# DOCUMENT EXTRACT start
However, usefully encoding a state machine requires creating credentials that can only be presented once. Borrowing terminology from substructural type systems, these could be called "affine credentials".

Extending CMZ13 credentials to have use-once semantics is easy, by adding a nullifier attribute to a credential. During issuance, clients generate a random nullifier and requests blinded issuance of a credential with that nullifier. During presentation, clients reveal the nullifier, allowing the issuer to perform a set membership query.

This approach gives a hard guarantee that credentials are not presented twice, at the cost of requiring the issuer to maintain a nullifier set. However, the nullifier set can be continually pruned using the epoch system described in the next section.

# Credential Epochs

One practical issue with CMZ13 credentials is that the issuer's secret key material must be kept online to verify previously-issued credentials, and it must outlive the lifetime of the longest-lived credential. The first factor increases the risk of key compromise, while the second factor means that unplanned key rotation is effectively impossible, as it requires coordination from all credential holders.
# DOCUMENT EXTRACT end
- [EXERCISES]:
[a] Condense the paragraph of the passage on affine credentials that begins "Extending CMZ13 credentials" into a short bulleted list that keeps its main facts.
[b] According to the passage on affine credentials, what must the issuer maintain to guarantee that credentials are not presented twice?
[c] In the passage on affine credentials, rewrite everything from "This approach gives" down to "the next section.", putting "spent-nullifier list" wherever "nullifier set" appears.
The lines after the passage aren't needed for any of this.
# ENTRIES SUPPLIED start
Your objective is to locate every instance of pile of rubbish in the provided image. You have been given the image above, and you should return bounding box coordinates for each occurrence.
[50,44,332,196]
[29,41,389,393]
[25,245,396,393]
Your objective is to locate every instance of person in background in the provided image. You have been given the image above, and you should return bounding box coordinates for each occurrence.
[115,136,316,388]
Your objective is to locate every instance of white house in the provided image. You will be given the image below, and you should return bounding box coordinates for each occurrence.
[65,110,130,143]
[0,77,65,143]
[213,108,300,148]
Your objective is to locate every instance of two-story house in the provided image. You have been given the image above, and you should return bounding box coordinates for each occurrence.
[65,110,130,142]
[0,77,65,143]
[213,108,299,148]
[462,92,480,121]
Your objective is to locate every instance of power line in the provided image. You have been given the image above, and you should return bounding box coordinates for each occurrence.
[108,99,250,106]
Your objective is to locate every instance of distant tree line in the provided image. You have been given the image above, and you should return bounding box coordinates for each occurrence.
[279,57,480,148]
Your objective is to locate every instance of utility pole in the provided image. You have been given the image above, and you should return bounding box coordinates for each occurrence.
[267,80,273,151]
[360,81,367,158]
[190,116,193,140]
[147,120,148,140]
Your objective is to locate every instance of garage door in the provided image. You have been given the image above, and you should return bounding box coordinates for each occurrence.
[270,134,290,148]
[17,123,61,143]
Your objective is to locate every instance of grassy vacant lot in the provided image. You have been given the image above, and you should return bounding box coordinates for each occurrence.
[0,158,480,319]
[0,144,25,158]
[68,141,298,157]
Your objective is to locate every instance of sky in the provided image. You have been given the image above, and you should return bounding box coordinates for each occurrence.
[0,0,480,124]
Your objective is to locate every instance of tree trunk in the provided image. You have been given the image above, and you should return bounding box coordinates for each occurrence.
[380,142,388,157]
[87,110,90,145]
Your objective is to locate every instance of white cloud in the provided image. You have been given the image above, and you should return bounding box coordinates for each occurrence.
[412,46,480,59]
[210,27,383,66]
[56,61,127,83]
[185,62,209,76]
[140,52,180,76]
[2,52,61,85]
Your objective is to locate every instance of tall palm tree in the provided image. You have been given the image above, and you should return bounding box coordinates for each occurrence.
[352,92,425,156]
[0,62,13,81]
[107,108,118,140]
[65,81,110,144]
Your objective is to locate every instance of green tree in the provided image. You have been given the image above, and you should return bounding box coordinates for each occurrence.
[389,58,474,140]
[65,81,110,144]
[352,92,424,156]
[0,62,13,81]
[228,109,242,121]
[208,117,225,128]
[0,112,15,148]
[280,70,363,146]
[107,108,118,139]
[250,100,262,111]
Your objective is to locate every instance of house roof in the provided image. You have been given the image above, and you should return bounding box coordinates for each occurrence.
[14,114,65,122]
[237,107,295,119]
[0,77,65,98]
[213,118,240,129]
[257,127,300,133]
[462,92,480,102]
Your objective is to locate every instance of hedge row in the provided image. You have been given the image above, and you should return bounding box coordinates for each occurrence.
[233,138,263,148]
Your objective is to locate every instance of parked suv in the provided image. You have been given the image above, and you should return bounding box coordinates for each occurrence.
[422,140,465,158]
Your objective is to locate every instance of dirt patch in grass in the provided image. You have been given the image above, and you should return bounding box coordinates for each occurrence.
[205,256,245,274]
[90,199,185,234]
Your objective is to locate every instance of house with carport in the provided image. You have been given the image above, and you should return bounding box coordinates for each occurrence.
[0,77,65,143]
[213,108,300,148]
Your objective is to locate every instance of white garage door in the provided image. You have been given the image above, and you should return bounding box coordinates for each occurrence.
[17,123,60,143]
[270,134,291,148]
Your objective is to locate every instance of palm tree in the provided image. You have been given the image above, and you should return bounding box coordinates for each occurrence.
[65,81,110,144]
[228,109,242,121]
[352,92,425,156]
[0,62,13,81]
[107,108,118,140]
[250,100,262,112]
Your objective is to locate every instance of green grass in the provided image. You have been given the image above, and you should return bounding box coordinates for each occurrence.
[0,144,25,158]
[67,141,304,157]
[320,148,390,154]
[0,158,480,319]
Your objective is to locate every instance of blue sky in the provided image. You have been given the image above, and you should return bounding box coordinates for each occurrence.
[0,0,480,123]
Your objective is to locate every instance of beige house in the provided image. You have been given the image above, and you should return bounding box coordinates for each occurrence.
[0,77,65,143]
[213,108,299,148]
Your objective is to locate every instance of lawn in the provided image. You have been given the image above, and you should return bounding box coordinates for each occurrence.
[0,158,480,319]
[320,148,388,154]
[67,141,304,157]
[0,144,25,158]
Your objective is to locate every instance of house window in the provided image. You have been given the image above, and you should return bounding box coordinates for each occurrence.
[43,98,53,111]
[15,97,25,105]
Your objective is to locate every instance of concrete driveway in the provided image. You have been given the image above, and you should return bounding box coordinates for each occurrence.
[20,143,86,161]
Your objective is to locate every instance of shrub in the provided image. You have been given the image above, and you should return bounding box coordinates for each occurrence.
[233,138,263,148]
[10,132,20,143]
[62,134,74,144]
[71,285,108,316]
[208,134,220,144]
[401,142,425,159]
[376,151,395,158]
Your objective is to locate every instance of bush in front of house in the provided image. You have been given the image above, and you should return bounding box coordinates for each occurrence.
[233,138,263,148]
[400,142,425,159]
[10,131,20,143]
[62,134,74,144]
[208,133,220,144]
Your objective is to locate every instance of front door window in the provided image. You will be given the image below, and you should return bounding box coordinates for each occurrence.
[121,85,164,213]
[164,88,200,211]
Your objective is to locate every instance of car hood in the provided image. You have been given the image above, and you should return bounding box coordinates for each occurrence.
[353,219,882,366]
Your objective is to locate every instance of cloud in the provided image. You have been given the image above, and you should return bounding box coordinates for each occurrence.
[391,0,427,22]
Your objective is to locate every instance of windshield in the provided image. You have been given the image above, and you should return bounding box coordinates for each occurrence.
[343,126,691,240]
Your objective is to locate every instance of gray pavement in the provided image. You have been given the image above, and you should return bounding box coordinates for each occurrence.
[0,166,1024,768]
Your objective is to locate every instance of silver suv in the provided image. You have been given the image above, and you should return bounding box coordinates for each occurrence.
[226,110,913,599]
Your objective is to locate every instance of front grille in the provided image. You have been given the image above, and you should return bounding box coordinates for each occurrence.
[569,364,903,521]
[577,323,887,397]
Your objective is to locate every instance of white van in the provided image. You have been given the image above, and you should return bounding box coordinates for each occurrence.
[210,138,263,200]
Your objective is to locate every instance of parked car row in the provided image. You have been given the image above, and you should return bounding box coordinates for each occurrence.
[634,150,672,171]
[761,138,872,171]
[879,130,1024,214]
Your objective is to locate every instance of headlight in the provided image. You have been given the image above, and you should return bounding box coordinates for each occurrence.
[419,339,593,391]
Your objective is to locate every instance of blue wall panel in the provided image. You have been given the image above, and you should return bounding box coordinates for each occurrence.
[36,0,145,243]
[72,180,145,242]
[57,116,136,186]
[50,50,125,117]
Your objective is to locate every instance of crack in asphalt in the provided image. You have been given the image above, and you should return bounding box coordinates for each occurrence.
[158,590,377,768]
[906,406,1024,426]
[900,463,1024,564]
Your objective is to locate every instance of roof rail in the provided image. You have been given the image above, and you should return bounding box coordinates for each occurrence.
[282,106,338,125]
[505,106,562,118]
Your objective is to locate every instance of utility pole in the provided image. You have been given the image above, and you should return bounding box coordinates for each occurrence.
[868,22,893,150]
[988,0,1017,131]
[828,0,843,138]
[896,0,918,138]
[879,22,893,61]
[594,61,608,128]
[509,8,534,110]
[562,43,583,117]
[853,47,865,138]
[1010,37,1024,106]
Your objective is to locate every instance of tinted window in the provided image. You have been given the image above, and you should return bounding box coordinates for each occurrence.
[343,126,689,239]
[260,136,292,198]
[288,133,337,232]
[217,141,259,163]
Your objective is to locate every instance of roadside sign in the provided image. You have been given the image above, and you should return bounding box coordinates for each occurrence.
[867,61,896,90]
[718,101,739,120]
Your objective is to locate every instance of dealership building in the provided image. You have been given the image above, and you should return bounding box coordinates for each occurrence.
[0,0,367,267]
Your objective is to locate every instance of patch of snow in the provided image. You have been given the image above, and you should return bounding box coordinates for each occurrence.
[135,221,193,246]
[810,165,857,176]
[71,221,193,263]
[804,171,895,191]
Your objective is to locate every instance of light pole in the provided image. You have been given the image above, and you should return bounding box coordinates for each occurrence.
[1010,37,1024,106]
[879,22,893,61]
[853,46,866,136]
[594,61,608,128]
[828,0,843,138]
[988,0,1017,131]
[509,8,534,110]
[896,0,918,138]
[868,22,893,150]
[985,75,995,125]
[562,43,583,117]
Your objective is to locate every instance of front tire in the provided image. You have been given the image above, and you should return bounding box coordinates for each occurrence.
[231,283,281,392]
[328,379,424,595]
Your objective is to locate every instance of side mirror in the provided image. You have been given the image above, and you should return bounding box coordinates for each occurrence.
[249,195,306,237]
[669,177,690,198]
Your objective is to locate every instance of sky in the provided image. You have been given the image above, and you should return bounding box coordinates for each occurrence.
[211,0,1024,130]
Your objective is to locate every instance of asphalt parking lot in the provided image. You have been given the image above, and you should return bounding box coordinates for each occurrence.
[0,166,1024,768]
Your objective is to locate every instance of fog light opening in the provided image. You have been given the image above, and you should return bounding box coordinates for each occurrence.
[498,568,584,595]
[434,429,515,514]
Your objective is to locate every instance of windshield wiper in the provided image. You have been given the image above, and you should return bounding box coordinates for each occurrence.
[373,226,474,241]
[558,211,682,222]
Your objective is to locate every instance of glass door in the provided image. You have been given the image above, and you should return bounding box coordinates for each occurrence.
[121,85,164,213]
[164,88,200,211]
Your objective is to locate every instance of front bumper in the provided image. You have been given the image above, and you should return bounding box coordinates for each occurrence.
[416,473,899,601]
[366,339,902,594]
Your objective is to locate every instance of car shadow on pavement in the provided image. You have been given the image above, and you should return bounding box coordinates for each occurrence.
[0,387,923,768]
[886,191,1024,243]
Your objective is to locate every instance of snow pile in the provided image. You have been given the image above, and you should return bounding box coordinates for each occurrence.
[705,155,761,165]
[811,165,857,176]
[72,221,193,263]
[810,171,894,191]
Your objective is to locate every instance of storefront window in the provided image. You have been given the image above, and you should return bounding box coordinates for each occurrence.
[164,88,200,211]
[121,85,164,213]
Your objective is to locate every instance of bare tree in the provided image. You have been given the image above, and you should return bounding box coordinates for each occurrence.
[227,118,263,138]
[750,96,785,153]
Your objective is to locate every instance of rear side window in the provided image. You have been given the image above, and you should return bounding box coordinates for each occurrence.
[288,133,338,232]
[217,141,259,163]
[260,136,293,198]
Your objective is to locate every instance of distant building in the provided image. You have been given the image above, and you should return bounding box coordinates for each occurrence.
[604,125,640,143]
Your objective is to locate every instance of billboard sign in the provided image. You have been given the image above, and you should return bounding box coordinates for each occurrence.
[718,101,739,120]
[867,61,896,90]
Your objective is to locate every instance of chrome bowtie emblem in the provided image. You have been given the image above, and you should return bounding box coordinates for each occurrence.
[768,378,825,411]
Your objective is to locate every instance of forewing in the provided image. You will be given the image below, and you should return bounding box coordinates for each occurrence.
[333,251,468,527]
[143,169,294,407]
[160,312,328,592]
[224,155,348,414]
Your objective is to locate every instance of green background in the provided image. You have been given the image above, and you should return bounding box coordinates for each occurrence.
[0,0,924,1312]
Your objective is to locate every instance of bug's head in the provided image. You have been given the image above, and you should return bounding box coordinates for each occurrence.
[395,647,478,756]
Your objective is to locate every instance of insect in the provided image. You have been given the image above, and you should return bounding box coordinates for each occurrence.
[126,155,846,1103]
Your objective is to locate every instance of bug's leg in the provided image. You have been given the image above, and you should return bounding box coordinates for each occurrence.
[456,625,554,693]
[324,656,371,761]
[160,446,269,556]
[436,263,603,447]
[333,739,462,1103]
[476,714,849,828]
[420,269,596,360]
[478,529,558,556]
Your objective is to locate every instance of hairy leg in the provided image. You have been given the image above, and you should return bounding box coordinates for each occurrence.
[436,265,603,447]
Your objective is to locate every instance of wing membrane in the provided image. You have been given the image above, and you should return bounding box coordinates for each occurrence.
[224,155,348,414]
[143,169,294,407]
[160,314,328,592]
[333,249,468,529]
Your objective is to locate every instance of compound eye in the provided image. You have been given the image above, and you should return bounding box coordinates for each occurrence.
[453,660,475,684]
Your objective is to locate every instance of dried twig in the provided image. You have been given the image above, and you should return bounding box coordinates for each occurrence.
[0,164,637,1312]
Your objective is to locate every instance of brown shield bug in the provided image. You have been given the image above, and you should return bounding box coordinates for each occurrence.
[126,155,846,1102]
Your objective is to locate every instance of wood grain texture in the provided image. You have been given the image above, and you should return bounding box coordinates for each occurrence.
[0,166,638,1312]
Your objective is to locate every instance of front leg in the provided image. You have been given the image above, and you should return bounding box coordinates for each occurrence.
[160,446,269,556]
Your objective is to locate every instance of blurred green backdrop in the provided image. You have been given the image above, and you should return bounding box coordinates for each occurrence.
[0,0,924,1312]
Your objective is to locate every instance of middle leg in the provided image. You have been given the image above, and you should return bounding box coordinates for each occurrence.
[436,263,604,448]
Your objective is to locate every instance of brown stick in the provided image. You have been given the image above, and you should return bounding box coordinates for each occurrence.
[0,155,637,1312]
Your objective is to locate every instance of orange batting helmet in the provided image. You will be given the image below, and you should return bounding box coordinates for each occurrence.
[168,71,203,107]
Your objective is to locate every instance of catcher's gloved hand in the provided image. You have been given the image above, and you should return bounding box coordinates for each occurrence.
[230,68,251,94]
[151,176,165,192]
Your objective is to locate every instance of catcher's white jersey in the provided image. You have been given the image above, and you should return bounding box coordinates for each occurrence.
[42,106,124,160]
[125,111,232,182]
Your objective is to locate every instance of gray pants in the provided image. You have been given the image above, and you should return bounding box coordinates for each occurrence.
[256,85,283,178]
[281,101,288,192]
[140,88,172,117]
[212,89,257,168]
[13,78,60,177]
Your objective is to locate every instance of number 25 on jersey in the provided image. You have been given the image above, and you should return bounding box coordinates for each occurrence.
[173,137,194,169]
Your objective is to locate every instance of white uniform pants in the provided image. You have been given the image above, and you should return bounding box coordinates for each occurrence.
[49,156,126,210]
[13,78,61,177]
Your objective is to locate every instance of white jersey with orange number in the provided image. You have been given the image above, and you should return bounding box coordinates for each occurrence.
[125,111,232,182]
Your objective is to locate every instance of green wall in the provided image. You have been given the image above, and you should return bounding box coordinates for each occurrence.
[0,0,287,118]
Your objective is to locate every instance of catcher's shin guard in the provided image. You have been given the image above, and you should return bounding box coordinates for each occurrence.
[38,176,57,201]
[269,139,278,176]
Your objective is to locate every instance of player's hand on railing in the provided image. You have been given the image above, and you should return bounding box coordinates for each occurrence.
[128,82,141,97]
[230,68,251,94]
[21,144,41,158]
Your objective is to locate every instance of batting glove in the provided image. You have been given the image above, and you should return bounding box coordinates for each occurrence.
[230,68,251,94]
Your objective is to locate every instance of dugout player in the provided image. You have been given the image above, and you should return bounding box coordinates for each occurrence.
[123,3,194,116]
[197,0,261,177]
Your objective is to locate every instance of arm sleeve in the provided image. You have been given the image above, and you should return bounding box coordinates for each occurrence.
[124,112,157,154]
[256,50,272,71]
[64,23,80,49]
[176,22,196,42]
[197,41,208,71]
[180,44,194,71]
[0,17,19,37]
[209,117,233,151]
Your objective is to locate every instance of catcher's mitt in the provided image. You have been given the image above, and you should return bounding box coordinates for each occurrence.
# ENTRIES SUPPLIED end
- [PER-TASK ANSWERS]:
[a]
- Adding a nullifier attribute makes CMZ13 credentials use-once.
- At issuance, clients generate a random nullifier and request blinded issuance of a credential carrying it.
- At presentation, clients reveal the nullifier so the issuer can run a set membership query.

[b] A nullifier set.

[c]
This approach gives a hard guarantee that credentials are not presented twice, at the cost of requiring the issuer to maintain a spent-nullifier list. However, the spent-nullifier list can be continually pruned using the epoch system described in the next section.